→ **ACTIVITY**: After finding the line with "Target: grass bank" in the data below, set down exactly each line through the one with "Target: grass verge", inclusive, and stop there.

Point localization data
::::::::::

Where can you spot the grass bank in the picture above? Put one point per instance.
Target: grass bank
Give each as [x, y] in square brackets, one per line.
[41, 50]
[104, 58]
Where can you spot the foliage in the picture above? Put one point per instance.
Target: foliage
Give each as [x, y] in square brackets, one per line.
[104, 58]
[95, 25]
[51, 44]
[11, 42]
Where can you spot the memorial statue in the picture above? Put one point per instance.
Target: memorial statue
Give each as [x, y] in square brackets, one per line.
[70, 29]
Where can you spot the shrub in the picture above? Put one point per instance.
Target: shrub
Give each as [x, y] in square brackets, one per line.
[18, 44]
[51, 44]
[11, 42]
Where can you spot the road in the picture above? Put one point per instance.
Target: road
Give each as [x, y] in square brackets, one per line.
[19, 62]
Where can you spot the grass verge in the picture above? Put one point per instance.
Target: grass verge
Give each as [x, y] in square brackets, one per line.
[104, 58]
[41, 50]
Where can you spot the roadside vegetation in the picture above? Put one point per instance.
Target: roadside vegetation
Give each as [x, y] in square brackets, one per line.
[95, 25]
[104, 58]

::::::::::

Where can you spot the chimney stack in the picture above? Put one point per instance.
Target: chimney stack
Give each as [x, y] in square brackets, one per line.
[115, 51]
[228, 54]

::::::::::

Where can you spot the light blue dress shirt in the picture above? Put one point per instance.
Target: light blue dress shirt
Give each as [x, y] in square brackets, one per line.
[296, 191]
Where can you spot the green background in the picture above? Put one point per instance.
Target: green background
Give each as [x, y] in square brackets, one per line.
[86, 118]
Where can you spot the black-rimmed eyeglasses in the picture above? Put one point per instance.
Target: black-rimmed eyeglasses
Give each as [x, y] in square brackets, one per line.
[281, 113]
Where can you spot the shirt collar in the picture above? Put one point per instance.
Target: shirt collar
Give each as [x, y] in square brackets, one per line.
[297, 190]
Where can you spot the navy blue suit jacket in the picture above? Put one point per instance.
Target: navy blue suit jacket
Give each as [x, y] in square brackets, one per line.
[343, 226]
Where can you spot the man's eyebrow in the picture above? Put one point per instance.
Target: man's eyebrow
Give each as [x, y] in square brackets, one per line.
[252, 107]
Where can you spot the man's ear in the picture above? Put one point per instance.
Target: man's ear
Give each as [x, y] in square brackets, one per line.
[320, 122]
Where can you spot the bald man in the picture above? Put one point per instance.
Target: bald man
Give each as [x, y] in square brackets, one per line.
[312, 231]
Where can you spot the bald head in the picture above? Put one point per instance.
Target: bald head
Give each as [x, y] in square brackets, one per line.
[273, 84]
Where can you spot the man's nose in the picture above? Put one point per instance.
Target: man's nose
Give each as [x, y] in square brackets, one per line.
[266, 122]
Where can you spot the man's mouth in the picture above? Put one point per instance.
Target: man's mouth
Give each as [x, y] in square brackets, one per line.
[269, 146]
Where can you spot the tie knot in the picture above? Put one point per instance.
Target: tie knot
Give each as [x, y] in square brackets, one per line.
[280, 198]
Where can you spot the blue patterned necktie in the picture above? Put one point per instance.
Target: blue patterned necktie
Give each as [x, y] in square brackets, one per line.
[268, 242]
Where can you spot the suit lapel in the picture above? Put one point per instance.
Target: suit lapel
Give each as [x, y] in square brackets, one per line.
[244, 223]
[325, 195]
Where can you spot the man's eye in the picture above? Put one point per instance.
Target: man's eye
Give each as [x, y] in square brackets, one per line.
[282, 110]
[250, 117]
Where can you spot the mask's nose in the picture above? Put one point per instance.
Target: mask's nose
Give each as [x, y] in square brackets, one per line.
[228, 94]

::::::::::

→ **RESPONSE BOX**:
Target: grass bank
Give each as [x, y] in square brackets, one per line.
[41, 50]
[104, 58]
Where can you spot the foliage in the picture above? Put one point per instance.
Target: foliage
Give each as [x, y] in square brackets, one per line.
[104, 58]
[95, 25]
[51, 44]
[11, 42]
Where can you spot the memorial statue in the picture above? Put one point per instance.
Target: memorial statue
Give each as [x, y] in square brackets, one per line.
[70, 29]
Where can you spot the shrub in the picture above? Put one point per instance.
Target: shrub
Give each as [x, y] in square brackets, one per line.
[18, 44]
[51, 44]
[11, 42]
Where can you spot the road in the picture above? Put one point per instance.
Target: road
Give each as [x, y] in square brackets, one per line.
[19, 62]
Where can you spot the grass verge in the picture above? Put one point per instance.
Target: grass verge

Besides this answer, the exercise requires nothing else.